EXERCISE MATERIALS:
=======

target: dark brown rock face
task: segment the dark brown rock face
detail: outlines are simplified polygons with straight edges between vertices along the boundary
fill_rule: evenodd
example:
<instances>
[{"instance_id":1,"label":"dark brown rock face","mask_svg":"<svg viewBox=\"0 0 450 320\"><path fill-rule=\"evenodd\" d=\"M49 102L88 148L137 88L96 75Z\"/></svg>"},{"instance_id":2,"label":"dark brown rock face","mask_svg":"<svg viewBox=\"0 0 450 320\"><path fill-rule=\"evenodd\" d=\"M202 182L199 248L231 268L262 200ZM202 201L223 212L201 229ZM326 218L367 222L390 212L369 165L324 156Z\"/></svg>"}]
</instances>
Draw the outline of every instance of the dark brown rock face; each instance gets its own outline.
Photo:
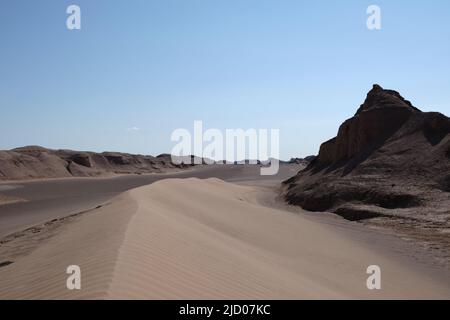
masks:
<instances>
[{"instance_id":1,"label":"dark brown rock face","mask_svg":"<svg viewBox=\"0 0 450 320\"><path fill-rule=\"evenodd\" d=\"M69 159L83 167L91 168L93 165L91 157L89 156L88 153L76 153L72 155Z\"/></svg>"},{"instance_id":2,"label":"dark brown rock face","mask_svg":"<svg viewBox=\"0 0 450 320\"><path fill-rule=\"evenodd\" d=\"M366 100L359 107L358 111L356 111L355 115L358 115L363 111L386 107L406 108L409 110L420 111L414 107L411 102L405 100L397 91L385 90L379 85L374 84L372 90L367 94Z\"/></svg>"},{"instance_id":3,"label":"dark brown rock face","mask_svg":"<svg viewBox=\"0 0 450 320\"><path fill-rule=\"evenodd\" d=\"M450 219L450 119L375 85L356 114L295 177L284 197L352 220Z\"/></svg>"},{"instance_id":4,"label":"dark brown rock face","mask_svg":"<svg viewBox=\"0 0 450 320\"><path fill-rule=\"evenodd\" d=\"M374 85L355 116L345 121L336 138L320 147L317 161L332 164L381 146L409 119L420 112L393 90Z\"/></svg>"}]
</instances>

=======

WHAT IS BEING ASKED: Your answer must contain the full data, repeated exactly, without pictures.

SOLUTION BELOW:
target: dark brown rock face
task: segment the dark brown rock face
detail: outlines are simplified polygons with straight edges between vertices along the boundary
fill_rule: evenodd
example:
<instances>
[{"instance_id":1,"label":"dark brown rock face","mask_svg":"<svg viewBox=\"0 0 450 320\"><path fill-rule=\"evenodd\" d=\"M49 102L88 148L137 88L96 75Z\"/></svg>"},{"instance_id":2,"label":"dark brown rock face","mask_svg":"<svg viewBox=\"0 0 450 320\"><path fill-rule=\"evenodd\" d=\"M202 182L199 248L231 268L262 200ZM202 201L223 212L201 229ZM326 218L367 222L390 212L369 165L324 156Z\"/></svg>"}]
</instances>
Draw the outline of every instance of the dark brown rock face; each instance gets its own outline.
Photo:
masks:
<instances>
[{"instance_id":1,"label":"dark brown rock face","mask_svg":"<svg viewBox=\"0 0 450 320\"><path fill-rule=\"evenodd\" d=\"M69 159L83 167L91 168L93 165L91 157L89 156L88 153L76 153L72 155Z\"/></svg>"},{"instance_id":2,"label":"dark brown rock face","mask_svg":"<svg viewBox=\"0 0 450 320\"><path fill-rule=\"evenodd\" d=\"M366 100L359 107L358 111L356 111L355 115L358 115L363 111L386 107L406 108L409 110L420 111L414 107L411 102L405 100L397 91L385 90L379 85L374 84L372 90L367 94Z\"/></svg>"},{"instance_id":3,"label":"dark brown rock face","mask_svg":"<svg viewBox=\"0 0 450 320\"><path fill-rule=\"evenodd\" d=\"M450 219L450 119L375 85L356 114L295 177L284 197L352 220Z\"/></svg>"},{"instance_id":4,"label":"dark brown rock face","mask_svg":"<svg viewBox=\"0 0 450 320\"><path fill-rule=\"evenodd\" d=\"M374 85L355 116L345 121L336 138L320 147L317 161L332 164L381 146L409 119L420 112L393 90Z\"/></svg>"}]
</instances>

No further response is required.